• _REQUIREMENTS_
Please copy the entries below with "orange" swapped for "yellow", keeping everything else the same and leaving out the pictures.

○ ○ ○ ○ ○ ○ ○

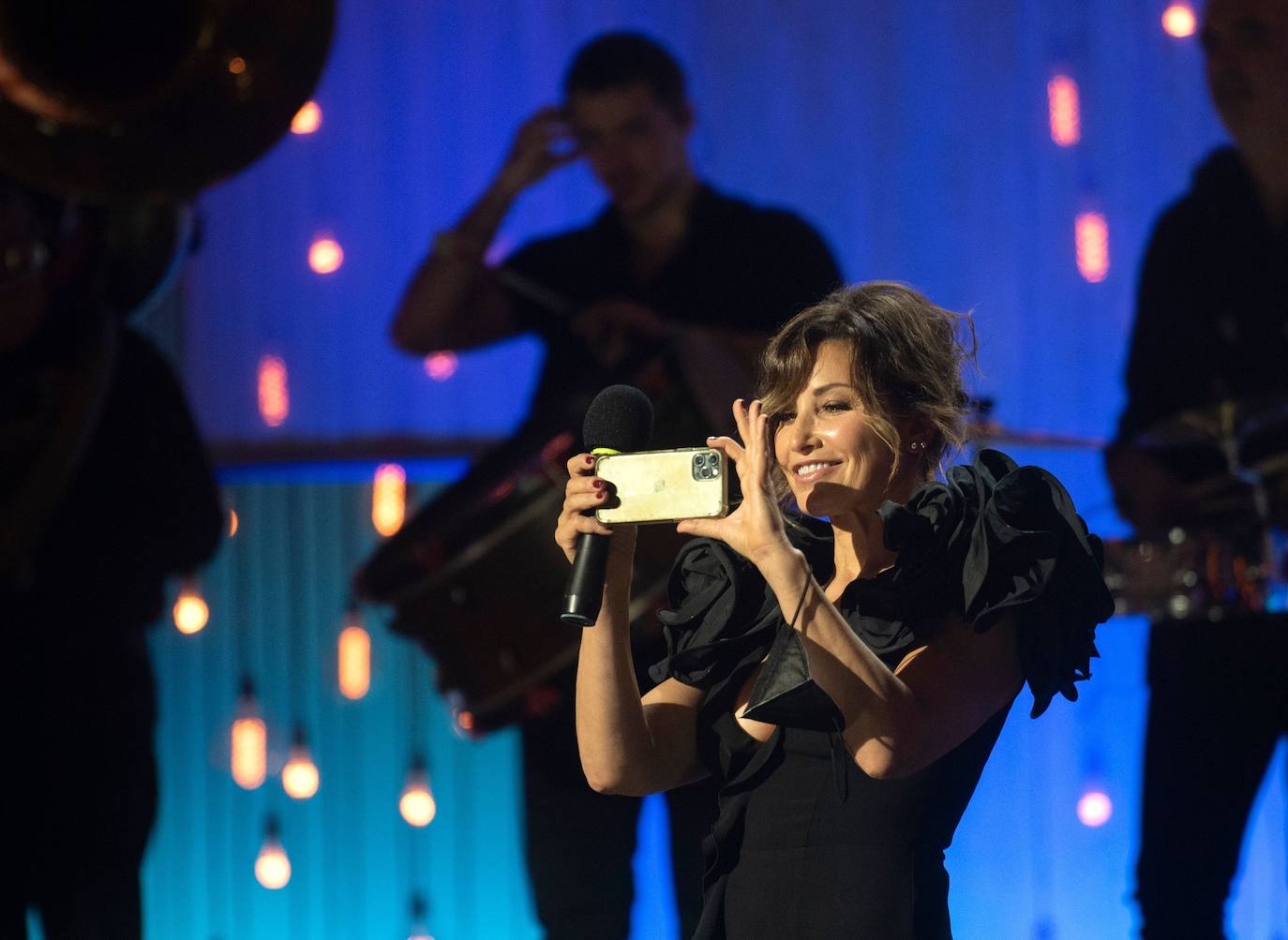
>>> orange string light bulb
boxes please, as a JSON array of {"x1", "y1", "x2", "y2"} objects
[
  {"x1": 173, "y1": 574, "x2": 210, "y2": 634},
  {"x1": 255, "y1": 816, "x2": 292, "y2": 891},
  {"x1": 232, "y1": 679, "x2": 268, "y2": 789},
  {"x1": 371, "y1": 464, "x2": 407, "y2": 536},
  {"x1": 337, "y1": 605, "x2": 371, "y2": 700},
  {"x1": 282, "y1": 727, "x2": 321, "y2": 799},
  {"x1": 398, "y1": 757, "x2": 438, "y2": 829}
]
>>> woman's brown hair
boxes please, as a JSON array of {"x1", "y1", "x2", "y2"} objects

○ ○ ○ ○ ○ ○ ○

• _COMPLETED EXERCISE_
>>> yellow string light bulb
boxes please, as a JSON array of {"x1", "y1", "x2", "y2"} objects
[
  {"x1": 173, "y1": 574, "x2": 210, "y2": 634},
  {"x1": 255, "y1": 816, "x2": 292, "y2": 891},
  {"x1": 232, "y1": 679, "x2": 268, "y2": 789},
  {"x1": 371, "y1": 464, "x2": 407, "y2": 536},
  {"x1": 337, "y1": 605, "x2": 371, "y2": 700},
  {"x1": 282, "y1": 727, "x2": 321, "y2": 799},
  {"x1": 398, "y1": 757, "x2": 438, "y2": 829}
]
>>> woman's brown hair
boxes please, as a JSON array of {"x1", "y1", "x2", "y2"} objects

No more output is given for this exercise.